**Work request**
Pick each line containing the word "gray" out of the data below.

**Records from a data source**
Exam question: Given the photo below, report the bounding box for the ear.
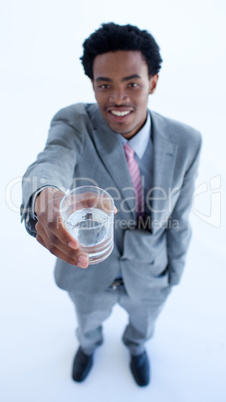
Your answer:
[148,74,159,95]
[91,79,95,91]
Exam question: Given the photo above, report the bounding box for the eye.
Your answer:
[128,83,139,88]
[99,84,110,89]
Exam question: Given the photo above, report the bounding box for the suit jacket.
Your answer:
[21,103,202,300]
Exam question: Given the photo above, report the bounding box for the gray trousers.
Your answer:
[68,285,172,356]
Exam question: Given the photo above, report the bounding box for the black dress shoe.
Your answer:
[130,350,150,386]
[72,347,93,382]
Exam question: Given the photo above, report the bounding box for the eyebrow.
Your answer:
[95,74,142,82]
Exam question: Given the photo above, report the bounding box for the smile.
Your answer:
[110,110,131,117]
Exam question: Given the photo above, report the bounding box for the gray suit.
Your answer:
[21,103,202,354]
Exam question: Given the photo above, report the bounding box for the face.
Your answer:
[91,50,158,139]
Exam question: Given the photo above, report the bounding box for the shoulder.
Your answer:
[51,103,96,128]
[150,110,202,148]
[46,103,99,149]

**Output below**
Exam question: Given the photo above, report the bounding box for the gray trousers.
Exam question: Given the photo above, report the bounding box for the gray suit.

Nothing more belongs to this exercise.